Stored data:
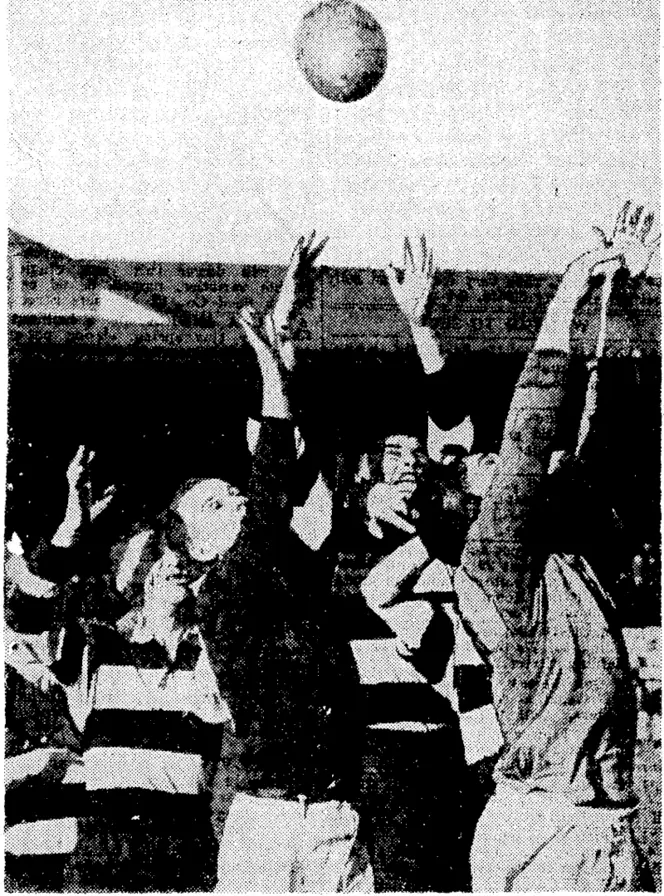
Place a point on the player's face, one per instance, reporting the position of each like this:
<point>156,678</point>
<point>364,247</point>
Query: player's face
<point>167,583</point>
<point>404,460</point>
<point>212,512</point>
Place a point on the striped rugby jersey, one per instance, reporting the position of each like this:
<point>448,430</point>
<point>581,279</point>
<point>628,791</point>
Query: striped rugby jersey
<point>41,810</point>
<point>396,695</point>
<point>152,730</point>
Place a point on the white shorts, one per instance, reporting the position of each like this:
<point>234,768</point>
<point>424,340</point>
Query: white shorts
<point>287,846</point>
<point>536,842</point>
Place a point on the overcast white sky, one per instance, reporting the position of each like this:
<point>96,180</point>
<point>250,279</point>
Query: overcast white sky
<point>183,129</point>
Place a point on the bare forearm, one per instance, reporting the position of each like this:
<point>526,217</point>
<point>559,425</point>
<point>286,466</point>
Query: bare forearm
<point>69,529</point>
<point>428,348</point>
<point>275,398</point>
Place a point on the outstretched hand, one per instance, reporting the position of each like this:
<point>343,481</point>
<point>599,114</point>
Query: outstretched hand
<point>296,292</point>
<point>80,484</point>
<point>411,285</point>
<point>630,237</point>
<point>627,248</point>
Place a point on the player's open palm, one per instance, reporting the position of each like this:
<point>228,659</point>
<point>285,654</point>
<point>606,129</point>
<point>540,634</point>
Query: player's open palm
<point>411,285</point>
<point>631,237</point>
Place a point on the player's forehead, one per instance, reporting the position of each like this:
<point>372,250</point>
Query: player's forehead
<point>203,492</point>
<point>399,443</point>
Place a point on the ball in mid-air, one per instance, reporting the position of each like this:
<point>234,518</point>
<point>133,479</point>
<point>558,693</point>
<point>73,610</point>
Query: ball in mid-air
<point>341,50</point>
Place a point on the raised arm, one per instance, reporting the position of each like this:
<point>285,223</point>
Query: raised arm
<point>499,557</point>
<point>271,484</point>
<point>411,288</point>
<point>64,555</point>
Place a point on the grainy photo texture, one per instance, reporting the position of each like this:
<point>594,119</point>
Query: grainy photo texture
<point>332,519</point>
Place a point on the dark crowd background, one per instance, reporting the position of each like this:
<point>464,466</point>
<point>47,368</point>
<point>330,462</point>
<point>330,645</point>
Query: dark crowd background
<point>157,418</point>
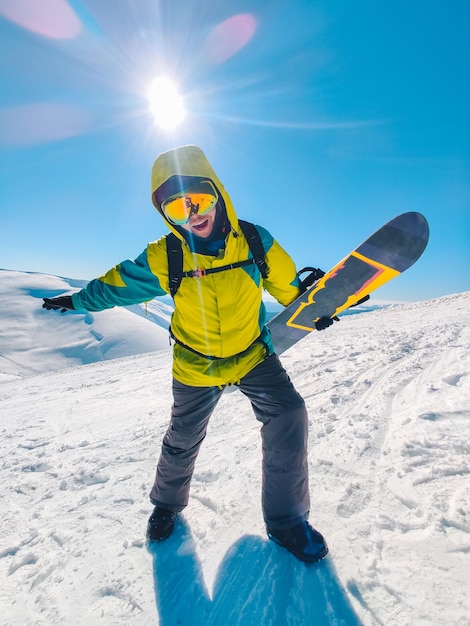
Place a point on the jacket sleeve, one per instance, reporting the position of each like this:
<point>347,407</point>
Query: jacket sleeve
<point>130,282</point>
<point>282,281</point>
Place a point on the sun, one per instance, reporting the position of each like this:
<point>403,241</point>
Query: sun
<point>165,103</point>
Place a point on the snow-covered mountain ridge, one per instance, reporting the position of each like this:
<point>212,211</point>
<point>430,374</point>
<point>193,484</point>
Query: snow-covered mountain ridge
<point>388,395</point>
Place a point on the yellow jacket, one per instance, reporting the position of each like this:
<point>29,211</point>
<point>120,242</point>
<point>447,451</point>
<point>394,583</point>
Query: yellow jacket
<point>219,318</point>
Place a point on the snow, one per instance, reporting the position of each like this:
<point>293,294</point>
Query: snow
<point>388,394</point>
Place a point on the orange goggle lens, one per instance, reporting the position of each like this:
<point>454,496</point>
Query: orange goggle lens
<point>179,208</point>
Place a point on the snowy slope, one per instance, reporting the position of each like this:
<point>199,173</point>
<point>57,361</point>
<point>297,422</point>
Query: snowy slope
<point>33,340</point>
<point>388,394</point>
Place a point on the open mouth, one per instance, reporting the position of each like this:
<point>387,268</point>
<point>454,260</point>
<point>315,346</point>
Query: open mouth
<point>201,225</point>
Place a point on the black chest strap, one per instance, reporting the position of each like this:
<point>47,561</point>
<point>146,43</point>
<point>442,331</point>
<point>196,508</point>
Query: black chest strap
<point>174,252</point>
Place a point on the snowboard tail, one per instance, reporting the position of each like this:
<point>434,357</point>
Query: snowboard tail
<point>384,255</point>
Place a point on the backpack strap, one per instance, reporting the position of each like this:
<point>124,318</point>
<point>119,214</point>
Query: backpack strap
<point>256,246</point>
<point>174,252</point>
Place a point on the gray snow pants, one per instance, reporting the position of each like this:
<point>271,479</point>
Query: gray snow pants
<point>282,413</point>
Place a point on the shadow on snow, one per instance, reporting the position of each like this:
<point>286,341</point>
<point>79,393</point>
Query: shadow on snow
<point>257,584</point>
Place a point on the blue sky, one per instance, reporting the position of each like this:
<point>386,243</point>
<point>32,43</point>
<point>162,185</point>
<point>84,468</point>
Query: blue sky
<point>323,120</point>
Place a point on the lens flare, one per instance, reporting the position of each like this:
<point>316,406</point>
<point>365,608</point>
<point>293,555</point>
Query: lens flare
<point>166,104</point>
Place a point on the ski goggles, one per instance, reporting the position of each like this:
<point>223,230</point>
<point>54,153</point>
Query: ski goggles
<point>200,198</point>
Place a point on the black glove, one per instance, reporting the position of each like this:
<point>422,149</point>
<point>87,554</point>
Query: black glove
<point>324,322</point>
<point>64,303</point>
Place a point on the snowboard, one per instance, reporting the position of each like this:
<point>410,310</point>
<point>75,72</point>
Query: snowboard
<point>388,252</point>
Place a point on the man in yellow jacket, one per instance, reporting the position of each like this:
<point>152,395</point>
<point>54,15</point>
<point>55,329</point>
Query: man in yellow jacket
<point>220,338</point>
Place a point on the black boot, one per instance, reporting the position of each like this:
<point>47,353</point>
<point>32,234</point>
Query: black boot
<point>160,524</point>
<point>306,543</point>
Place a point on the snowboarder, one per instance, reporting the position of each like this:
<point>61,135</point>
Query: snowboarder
<point>220,339</point>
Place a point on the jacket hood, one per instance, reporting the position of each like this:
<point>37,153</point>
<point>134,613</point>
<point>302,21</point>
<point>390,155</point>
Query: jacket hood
<point>177,169</point>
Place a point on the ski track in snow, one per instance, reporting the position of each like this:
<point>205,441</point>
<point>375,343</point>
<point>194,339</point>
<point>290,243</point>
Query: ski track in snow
<point>388,395</point>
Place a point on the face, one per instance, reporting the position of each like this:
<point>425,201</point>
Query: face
<point>201,225</point>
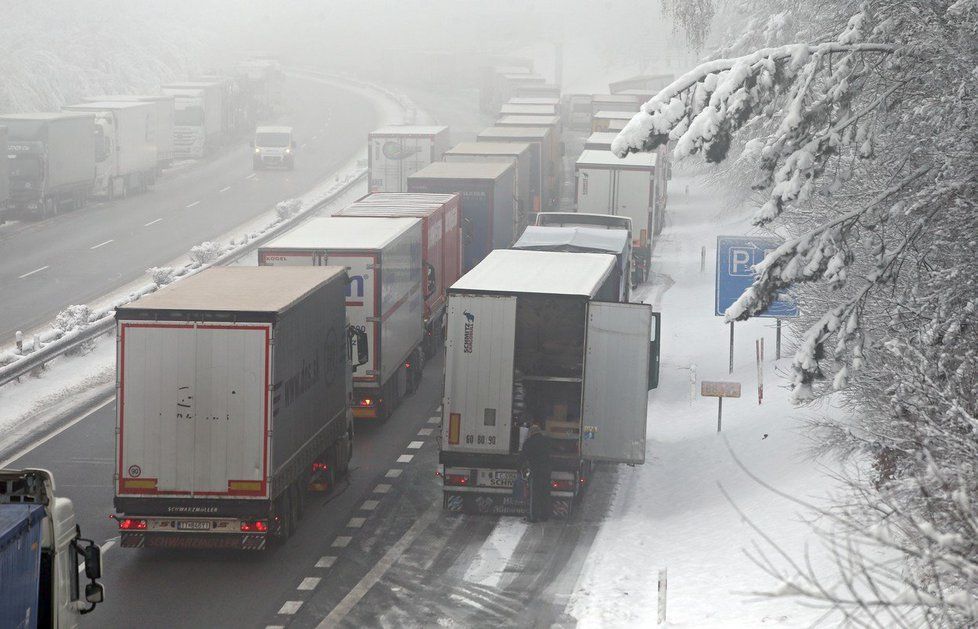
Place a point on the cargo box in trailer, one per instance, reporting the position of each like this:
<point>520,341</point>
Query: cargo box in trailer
<point>575,239</point>
<point>441,251</point>
<point>536,337</point>
<point>544,160</point>
<point>396,152</point>
<point>488,191</point>
<point>53,160</point>
<point>233,398</point>
<point>384,298</point>
<point>125,146</point>
<point>527,187</point>
<point>607,184</point>
<point>163,136</point>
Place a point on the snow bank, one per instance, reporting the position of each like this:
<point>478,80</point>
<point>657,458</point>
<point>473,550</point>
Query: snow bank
<point>671,512</point>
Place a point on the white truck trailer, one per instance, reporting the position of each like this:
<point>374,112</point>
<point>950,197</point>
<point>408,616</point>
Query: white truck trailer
<point>41,555</point>
<point>537,336</point>
<point>607,184</point>
<point>125,146</point>
<point>233,398</point>
<point>396,152</point>
<point>384,299</point>
<point>163,136</point>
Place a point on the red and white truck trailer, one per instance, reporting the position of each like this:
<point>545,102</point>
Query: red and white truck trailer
<point>233,397</point>
<point>441,252</point>
<point>538,337</point>
<point>383,299</point>
<point>396,152</point>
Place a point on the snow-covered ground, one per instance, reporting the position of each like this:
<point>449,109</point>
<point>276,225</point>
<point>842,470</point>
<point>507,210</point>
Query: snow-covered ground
<point>672,513</point>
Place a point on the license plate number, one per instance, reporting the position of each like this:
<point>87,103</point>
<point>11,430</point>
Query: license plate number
<point>497,478</point>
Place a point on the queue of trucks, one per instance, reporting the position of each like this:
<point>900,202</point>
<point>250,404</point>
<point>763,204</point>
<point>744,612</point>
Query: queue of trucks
<point>113,145</point>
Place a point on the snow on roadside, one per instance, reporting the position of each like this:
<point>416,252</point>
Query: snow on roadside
<point>671,513</point>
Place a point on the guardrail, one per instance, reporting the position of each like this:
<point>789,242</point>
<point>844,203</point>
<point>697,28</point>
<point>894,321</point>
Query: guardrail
<point>105,324</point>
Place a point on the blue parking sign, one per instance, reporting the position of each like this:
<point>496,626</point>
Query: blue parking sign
<point>736,256</point>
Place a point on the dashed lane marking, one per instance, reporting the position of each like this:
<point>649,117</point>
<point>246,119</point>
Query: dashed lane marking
<point>34,271</point>
<point>308,584</point>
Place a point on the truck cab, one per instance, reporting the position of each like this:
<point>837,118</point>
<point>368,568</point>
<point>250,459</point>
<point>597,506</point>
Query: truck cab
<point>274,147</point>
<point>53,557</point>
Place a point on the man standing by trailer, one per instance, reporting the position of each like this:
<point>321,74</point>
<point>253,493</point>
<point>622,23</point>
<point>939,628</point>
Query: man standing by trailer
<point>536,456</point>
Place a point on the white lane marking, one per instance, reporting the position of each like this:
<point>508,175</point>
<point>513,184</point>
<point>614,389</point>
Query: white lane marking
<point>104,548</point>
<point>376,573</point>
<point>50,436</point>
<point>34,271</point>
<point>308,584</point>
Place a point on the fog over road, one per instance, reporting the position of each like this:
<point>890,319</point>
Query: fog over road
<point>80,256</point>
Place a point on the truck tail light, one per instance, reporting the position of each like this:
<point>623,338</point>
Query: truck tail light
<point>130,524</point>
<point>456,479</point>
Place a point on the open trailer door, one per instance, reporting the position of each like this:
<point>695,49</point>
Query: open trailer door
<point>616,382</point>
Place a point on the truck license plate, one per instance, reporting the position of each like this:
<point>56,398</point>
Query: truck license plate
<point>497,478</point>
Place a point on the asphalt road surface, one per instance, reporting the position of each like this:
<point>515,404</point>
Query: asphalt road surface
<point>80,256</point>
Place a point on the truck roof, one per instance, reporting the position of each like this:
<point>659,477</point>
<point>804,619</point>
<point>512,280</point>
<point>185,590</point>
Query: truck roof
<point>533,133</point>
<point>236,289</point>
<point>610,240</point>
<point>488,148</point>
<point>417,204</point>
<point>540,272</point>
<point>462,170</point>
<point>408,130</point>
<point>343,233</point>
<point>595,157</point>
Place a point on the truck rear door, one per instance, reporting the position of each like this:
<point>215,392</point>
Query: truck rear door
<point>478,404</point>
<point>616,388</point>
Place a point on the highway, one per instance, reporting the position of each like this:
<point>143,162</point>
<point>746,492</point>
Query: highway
<point>80,256</point>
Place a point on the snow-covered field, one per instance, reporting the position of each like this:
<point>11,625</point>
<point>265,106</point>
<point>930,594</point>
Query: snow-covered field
<point>672,512</point>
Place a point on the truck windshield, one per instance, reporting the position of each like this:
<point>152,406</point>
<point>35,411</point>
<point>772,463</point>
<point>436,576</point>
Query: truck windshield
<point>274,140</point>
<point>189,117</point>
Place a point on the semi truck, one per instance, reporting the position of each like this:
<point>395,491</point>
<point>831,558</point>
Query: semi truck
<point>198,121</point>
<point>125,146</point>
<point>384,297</point>
<point>544,161</point>
<point>577,239</point>
<point>233,399</point>
<point>43,558</point>
<point>607,184</point>
<point>538,337</point>
<point>396,152</point>
<point>441,251</point>
<point>53,161</point>
<point>489,201</point>
<point>163,134</point>
<point>520,153</point>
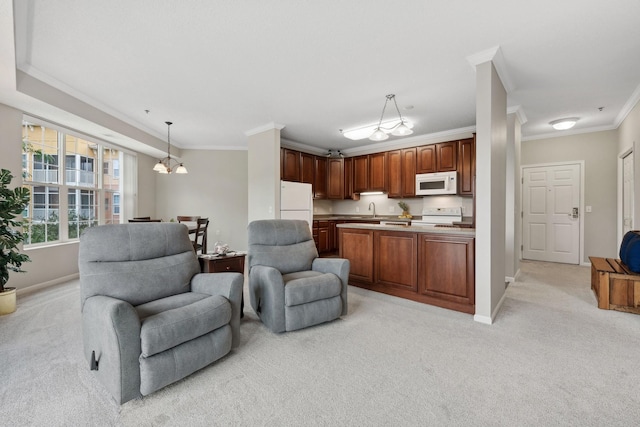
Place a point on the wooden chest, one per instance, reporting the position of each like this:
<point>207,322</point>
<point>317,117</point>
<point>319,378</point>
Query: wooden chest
<point>615,286</point>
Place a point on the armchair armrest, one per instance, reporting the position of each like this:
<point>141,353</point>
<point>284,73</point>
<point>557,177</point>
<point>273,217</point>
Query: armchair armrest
<point>338,266</point>
<point>266,292</point>
<point>111,328</point>
<point>229,285</point>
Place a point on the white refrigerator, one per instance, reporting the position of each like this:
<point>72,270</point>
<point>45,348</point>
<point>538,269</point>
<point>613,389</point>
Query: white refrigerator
<point>296,201</point>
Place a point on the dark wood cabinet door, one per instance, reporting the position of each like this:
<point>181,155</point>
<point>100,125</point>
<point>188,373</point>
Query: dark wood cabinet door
<point>356,245</point>
<point>446,268</point>
<point>360,174</point>
<point>307,168</point>
<point>324,238</point>
<point>378,172</point>
<point>335,179</point>
<point>290,165</point>
<point>447,156</point>
<point>466,166</point>
<point>320,178</point>
<point>426,159</point>
<point>408,181</point>
<point>396,260</point>
<point>348,177</point>
<point>394,173</point>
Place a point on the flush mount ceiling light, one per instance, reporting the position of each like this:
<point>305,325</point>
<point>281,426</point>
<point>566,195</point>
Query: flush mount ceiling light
<point>381,131</point>
<point>564,124</point>
<point>164,165</point>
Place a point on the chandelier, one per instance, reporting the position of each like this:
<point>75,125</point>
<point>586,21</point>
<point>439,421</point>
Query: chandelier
<point>380,132</point>
<point>164,165</point>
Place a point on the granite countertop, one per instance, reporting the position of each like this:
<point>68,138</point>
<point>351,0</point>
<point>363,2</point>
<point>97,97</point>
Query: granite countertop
<point>412,228</point>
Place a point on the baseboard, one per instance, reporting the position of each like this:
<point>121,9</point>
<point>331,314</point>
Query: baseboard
<point>34,288</point>
<point>489,320</point>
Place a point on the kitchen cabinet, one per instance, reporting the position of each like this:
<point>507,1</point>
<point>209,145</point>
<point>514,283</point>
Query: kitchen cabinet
<point>321,236</point>
<point>378,172</point>
<point>290,168</point>
<point>440,157</point>
<point>356,245</point>
<point>370,173</point>
<point>466,166</point>
<point>446,270</point>
<point>320,178</point>
<point>401,170</point>
<point>395,259</point>
<point>347,165</point>
<point>307,168</point>
<point>335,179</point>
<point>436,268</point>
<point>360,174</point>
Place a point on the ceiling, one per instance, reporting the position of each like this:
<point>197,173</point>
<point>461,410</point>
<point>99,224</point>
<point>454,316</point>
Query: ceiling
<point>218,69</point>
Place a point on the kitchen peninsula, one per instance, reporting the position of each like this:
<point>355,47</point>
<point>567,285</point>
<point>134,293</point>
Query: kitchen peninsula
<point>431,265</point>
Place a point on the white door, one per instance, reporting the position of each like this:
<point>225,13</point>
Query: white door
<point>627,193</point>
<point>551,216</point>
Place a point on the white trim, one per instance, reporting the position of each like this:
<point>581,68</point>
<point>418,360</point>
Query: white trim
<point>494,55</point>
<point>39,286</point>
<point>263,128</point>
<point>582,213</point>
<point>628,106</point>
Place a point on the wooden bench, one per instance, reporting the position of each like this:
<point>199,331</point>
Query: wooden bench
<point>615,286</point>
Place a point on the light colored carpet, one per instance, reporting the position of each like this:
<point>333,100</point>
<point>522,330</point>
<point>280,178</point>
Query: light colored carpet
<point>551,358</point>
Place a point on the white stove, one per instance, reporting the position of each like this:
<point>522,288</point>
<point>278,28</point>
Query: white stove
<point>439,216</point>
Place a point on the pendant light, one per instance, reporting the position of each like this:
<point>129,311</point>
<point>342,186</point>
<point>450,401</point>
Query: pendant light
<point>164,166</point>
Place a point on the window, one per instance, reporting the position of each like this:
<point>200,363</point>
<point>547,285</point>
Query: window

◆ **Work instructions**:
Can you edit the lines from the start of the stored data through the line that contains "<point>212,512</point>", replacing "player's face" with "player's head" and keeping everything else the same? Leave the pictures out of your answer.

◆ **Answer to this task**:
Place a point on the player's head, one per instance, reporting the position of each like this:
<point>156,678</point>
<point>364,247</point>
Query: player's head
<point>167,583</point>
<point>404,460</point>
<point>212,512</point>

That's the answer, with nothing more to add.